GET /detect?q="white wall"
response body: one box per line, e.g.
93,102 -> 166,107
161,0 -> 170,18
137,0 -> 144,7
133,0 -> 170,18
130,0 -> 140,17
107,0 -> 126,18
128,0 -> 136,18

**Directions:** Write the material out once more, keeping each line exact.

**Task output:**
GET /detect?q="white wall"
response body: one box per line, e.g.
93,102 -> 166,107
161,0 -> 170,18
137,0 -> 144,7
133,0 -> 170,18
130,0 -> 140,17
107,0 -> 126,18
128,0 -> 136,18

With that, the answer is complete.